-- start of Extracted information --

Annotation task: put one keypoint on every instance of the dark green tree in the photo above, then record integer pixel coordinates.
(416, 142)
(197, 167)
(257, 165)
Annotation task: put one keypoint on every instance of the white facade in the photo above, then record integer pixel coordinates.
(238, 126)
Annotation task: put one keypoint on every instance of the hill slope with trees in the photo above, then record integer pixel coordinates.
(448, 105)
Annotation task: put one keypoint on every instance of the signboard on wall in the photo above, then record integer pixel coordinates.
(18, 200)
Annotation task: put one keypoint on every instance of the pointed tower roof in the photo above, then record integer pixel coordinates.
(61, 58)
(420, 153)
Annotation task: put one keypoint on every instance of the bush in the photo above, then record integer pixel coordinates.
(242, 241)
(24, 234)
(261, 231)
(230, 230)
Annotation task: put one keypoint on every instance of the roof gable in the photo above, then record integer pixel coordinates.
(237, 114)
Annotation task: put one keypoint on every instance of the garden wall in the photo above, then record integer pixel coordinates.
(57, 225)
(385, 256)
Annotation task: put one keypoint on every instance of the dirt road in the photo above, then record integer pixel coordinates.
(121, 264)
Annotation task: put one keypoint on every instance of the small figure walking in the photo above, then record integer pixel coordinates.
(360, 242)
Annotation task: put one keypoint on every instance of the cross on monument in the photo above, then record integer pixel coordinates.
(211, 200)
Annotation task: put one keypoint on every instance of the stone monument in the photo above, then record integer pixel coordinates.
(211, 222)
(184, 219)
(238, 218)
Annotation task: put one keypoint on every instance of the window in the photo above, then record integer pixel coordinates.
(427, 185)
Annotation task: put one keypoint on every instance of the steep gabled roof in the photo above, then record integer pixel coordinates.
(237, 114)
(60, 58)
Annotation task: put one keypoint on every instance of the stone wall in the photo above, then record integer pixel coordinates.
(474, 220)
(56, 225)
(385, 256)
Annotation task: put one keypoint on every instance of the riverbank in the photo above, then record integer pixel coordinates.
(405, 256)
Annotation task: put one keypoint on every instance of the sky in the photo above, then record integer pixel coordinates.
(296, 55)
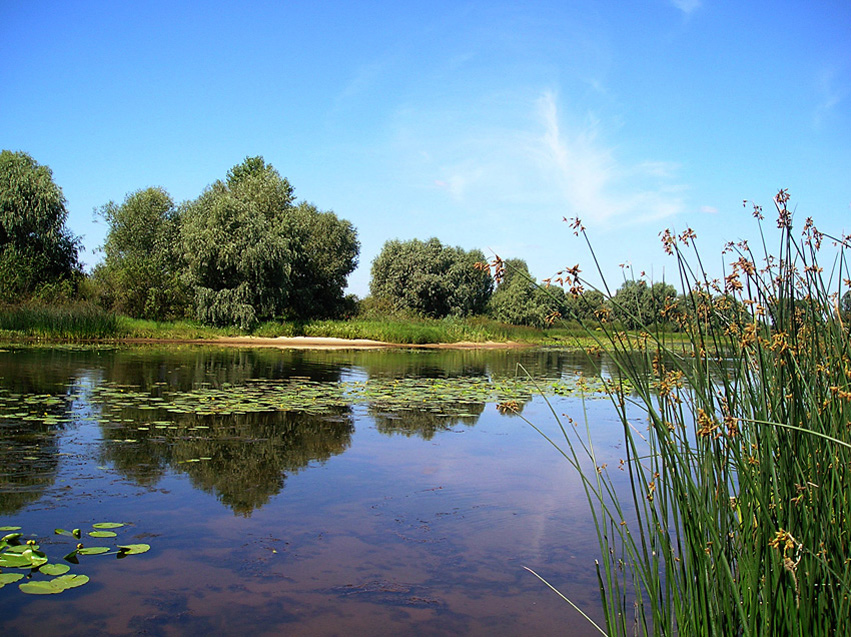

-- end of Extracted information --

• Directions: Look through the records above and copy out each line that has the word "roof" in it. Case counts.

• Final answer:
Annotation task: put one keypoint on every instance of the pointed tower roof in the photo above, then record integer pixel coordinates.
Annotation task: put one keypoint on every instance of the roof gable in the photo above, then record integer pixel coordinates.
Annotation task: put one keypoint on every instance of the steep gabled roof in the photo above, then record integer pixel coordinates.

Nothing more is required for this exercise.